◆ **The task**:
Gather every line of the records below that contains the word "ocean", treating uppercase and lowercase as distinct.

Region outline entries

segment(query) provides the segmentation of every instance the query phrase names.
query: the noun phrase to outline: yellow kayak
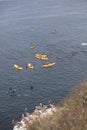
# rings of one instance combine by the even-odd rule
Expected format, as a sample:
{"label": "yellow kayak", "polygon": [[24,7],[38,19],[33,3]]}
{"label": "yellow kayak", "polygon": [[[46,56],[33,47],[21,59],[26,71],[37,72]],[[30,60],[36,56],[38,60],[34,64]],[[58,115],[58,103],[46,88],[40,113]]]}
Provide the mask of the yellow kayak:
{"label": "yellow kayak", "polygon": [[47,55],[43,55],[43,54],[36,54],[35,57],[39,60],[48,60]]}
{"label": "yellow kayak", "polygon": [[52,67],[54,66],[56,63],[55,62],[52,62],[52,63],[46,63],[43,65],[43,68],[48,68],[48,67]]}
{"label": "yellow kayak", "polygon": [[28,68],[29,68],[29,69],[33,69],[34,66],[33,66],[31,63],[28,63]]}
{"label": "yellow kayak", "polygon": [[23,70],[22,66],[19,66],[19,65],[16,65],[16,64],[14,64],[14,68],[17,69],[17,70]]}

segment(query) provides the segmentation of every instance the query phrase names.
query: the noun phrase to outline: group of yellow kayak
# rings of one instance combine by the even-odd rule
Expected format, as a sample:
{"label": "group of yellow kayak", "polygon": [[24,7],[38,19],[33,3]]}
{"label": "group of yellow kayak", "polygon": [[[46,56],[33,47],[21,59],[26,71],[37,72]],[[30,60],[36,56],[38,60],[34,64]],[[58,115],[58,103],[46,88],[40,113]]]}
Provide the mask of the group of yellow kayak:
{"label": "group of yellow kayak", "polygon": [[[36,59],[38,60],[48,60],[48,56],[44,54],[35,54]],[[55,62],[47,62],[42,65],[43,68],[49,68],[55,65]],[[31,63],[28,63],[27,67],[29,69],[34,69],[34,66]],[[14,68],[17,70],[23,70],[23,67],[17,64],[14,64]]]}

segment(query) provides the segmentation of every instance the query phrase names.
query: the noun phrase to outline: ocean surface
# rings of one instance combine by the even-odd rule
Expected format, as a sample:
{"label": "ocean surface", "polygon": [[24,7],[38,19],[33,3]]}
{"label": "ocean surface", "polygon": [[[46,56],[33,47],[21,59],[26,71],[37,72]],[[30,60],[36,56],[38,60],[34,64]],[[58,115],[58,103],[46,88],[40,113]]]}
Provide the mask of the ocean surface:
{"label": "ocean surface", "polygon": [[[42,68],[46,62],[56,65]],[[86,78],[86,0],[0,0],[0,130],[12,130],[12,120],[40,102],[59,103]]]}

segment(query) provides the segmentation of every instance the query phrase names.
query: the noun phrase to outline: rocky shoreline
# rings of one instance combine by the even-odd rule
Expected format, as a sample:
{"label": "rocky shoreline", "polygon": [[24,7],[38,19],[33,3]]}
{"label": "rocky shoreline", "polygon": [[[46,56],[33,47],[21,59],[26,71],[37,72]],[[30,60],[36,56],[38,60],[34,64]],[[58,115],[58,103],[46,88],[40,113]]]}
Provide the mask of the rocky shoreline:
{"label": "rocky shoreline", "polygon": [[42,103],[40,103],[39,106],[36,106],[32,114],[29,114],[28,112],[22,114],[22,119],[20,122],[13,120],[13,130],[27,130],[28,124],[30,125],[36,120],[40,121],[40,119],[52,115],[54,112],[56,112],[56,110],[56,106],[54,106],[50,102],[48,105],[43,105]]}

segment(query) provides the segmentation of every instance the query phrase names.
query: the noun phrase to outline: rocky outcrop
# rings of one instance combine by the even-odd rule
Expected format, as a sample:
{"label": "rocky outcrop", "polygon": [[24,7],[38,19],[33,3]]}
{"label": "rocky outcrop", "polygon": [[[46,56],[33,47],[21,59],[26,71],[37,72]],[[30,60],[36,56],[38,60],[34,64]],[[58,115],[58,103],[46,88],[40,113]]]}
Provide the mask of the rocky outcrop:
{"label": "rocky outcrop", "polygon": [[29,114],[28,112],[22,114],[22,119],[20,122],[13,120],[13,130],[27,130],[27,124],[30,125],[36,120],[40,121],[41,119],[52,115],[54,112],[56,112],[56,107],[54,105],[50,103],[48,105],[42,105],[42,103],[40,103],[39,106],[36,106],[32,114]]}

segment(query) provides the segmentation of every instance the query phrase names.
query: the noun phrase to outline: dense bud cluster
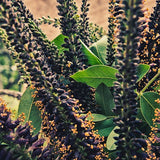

◆ **Task result**:
query: the noun phrase to outline: ocean surface
{"label": "ocean surface", "polygon": [[24,7],[38,19],[33,3]]}
{"label": "ocean surface", "polygon": [[[46,56],[33,47],[21,59],[26,71],[37,72]],[[30,60],[36,56],[38,60],[34,64]],[[58,115],[58,103],[46,88],[40,113]]]}
Provide the mask of the ocean surface:
{"label": "ocean surface", "polygon": [[[42,68],[46,62],[56,65]],[[86,78],[86,0],[0,0],[0,130],[12,130],[12,120],[40,102],[59,103]]]}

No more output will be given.